EXERCISE BRIEF
Go line by line through the data and copy those with the word "green".

DATA RECORDS
__________

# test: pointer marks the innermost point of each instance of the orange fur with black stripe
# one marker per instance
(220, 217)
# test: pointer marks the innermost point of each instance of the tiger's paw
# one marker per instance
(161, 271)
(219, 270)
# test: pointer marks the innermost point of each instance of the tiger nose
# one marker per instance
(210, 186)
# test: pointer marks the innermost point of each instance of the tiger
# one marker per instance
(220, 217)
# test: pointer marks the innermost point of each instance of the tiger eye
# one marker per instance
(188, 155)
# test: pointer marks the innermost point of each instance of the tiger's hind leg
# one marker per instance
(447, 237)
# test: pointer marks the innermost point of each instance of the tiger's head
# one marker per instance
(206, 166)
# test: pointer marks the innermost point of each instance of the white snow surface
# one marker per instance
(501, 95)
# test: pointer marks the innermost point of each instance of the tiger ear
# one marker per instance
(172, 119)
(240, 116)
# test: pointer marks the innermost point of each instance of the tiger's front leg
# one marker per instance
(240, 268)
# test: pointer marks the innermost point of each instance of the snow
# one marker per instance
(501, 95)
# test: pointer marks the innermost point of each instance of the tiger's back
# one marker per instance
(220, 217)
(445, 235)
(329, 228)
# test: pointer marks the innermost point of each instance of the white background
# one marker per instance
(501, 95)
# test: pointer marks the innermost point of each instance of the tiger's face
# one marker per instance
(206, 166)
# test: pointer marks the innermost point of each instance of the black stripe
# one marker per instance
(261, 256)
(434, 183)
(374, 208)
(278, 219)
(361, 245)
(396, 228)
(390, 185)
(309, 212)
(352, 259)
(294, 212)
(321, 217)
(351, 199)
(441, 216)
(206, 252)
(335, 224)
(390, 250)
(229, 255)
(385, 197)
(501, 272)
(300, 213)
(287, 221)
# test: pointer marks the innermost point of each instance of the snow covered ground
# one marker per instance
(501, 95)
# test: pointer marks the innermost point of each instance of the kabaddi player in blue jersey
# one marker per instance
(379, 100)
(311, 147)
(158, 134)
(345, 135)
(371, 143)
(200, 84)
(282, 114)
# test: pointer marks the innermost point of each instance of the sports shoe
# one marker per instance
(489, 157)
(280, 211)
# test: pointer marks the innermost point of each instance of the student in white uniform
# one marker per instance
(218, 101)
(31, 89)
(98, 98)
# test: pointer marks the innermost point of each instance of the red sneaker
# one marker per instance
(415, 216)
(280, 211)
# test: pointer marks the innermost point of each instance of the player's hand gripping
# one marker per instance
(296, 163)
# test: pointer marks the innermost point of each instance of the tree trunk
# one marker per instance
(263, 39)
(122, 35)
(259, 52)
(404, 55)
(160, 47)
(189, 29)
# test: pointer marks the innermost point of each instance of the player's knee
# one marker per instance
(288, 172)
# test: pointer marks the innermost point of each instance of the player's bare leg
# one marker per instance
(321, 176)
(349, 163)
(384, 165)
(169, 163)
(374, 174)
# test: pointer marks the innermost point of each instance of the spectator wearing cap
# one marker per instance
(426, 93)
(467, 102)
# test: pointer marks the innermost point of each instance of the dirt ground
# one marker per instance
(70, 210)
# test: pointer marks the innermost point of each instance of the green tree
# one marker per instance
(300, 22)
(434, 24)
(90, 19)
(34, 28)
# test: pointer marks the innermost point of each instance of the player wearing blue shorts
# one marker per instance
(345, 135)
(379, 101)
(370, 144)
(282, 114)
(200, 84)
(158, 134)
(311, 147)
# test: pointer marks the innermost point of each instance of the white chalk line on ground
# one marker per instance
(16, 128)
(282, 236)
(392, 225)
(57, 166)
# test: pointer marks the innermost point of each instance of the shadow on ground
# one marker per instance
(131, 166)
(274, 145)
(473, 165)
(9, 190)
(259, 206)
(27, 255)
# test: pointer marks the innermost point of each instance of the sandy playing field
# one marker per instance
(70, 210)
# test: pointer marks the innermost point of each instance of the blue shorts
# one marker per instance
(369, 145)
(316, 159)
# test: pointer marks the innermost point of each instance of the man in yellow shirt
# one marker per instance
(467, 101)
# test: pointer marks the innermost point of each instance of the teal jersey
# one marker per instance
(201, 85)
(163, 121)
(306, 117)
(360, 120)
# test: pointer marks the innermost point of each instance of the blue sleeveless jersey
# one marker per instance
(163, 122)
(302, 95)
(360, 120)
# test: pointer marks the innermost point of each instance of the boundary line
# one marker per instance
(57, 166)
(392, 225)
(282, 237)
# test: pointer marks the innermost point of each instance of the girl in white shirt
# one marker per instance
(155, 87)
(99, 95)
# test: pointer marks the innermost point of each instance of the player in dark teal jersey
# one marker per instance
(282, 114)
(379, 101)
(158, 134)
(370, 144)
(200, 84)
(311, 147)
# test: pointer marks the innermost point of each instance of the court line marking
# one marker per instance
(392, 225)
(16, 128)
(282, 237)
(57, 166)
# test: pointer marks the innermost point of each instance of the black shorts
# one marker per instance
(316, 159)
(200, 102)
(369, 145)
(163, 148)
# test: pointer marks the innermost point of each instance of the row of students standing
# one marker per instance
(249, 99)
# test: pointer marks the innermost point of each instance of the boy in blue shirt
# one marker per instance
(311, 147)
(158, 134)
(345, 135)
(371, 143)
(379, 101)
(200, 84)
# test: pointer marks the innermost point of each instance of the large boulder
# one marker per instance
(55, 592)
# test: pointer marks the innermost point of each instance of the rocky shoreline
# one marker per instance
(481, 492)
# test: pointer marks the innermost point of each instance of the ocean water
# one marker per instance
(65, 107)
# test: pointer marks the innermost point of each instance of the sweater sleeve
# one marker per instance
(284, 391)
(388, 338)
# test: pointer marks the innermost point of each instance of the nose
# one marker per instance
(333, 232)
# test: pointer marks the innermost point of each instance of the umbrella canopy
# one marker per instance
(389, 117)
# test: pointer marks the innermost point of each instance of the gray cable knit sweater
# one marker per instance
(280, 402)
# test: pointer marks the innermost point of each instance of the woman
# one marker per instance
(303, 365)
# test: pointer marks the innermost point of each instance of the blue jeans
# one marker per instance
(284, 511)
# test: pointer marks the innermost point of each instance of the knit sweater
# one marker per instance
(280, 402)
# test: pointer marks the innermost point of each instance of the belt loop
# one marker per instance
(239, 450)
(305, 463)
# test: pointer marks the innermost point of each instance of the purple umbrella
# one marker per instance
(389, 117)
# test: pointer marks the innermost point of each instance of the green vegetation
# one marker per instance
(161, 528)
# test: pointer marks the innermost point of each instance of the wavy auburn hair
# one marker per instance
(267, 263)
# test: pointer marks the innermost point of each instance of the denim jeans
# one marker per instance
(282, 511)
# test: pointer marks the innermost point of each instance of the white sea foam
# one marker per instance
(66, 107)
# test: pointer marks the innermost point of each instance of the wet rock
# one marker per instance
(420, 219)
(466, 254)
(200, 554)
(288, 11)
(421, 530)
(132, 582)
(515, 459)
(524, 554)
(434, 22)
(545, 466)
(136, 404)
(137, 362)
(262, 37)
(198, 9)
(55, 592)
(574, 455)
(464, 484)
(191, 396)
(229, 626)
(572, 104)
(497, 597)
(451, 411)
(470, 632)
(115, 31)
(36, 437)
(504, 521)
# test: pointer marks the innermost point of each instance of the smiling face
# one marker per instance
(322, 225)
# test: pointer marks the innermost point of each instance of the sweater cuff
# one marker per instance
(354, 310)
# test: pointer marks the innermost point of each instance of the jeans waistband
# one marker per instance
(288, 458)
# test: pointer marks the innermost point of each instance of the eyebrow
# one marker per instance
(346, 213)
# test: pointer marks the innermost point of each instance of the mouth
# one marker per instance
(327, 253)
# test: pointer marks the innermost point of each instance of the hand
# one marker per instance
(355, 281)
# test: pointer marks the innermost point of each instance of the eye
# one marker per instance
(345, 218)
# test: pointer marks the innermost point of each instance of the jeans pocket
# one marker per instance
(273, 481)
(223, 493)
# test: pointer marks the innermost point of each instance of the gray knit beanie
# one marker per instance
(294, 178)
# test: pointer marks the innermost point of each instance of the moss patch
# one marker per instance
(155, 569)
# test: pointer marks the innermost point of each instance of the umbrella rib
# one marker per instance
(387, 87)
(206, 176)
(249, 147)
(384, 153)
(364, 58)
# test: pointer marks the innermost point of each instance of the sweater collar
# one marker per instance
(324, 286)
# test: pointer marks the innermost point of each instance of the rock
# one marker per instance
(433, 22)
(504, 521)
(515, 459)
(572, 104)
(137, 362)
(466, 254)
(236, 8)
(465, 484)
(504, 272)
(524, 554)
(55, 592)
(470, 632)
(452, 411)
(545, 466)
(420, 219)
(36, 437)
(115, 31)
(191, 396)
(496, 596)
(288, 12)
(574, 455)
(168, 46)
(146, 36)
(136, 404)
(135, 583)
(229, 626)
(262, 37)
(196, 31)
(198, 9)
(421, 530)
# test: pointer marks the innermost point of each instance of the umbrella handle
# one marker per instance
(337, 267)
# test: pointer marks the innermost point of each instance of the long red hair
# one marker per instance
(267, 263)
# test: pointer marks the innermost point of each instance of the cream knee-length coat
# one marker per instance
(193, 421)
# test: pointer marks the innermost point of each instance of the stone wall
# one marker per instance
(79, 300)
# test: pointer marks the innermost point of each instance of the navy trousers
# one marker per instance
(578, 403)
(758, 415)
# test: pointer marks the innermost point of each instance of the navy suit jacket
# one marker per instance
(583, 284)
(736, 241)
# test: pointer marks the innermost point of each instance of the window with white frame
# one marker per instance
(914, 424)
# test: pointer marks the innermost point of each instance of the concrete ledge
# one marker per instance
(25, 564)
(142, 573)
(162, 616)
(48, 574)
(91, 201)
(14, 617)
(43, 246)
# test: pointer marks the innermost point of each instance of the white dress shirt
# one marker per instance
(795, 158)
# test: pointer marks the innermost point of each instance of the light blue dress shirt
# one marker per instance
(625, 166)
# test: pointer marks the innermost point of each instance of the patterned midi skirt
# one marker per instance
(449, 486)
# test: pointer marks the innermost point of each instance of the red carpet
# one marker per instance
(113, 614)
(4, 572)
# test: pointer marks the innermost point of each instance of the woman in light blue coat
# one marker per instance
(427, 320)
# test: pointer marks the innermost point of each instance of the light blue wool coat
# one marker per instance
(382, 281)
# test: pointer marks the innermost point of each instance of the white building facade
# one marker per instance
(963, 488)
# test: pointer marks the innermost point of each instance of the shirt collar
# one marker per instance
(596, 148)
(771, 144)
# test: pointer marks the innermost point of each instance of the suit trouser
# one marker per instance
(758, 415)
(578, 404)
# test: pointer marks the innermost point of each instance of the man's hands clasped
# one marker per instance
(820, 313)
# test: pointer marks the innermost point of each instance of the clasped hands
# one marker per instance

__________

EXERCISE RESPONSE
# test: pointer marks the innermost point of each instance of the green tree
# test: pointer marks the innermost point of each instance of the green vegetation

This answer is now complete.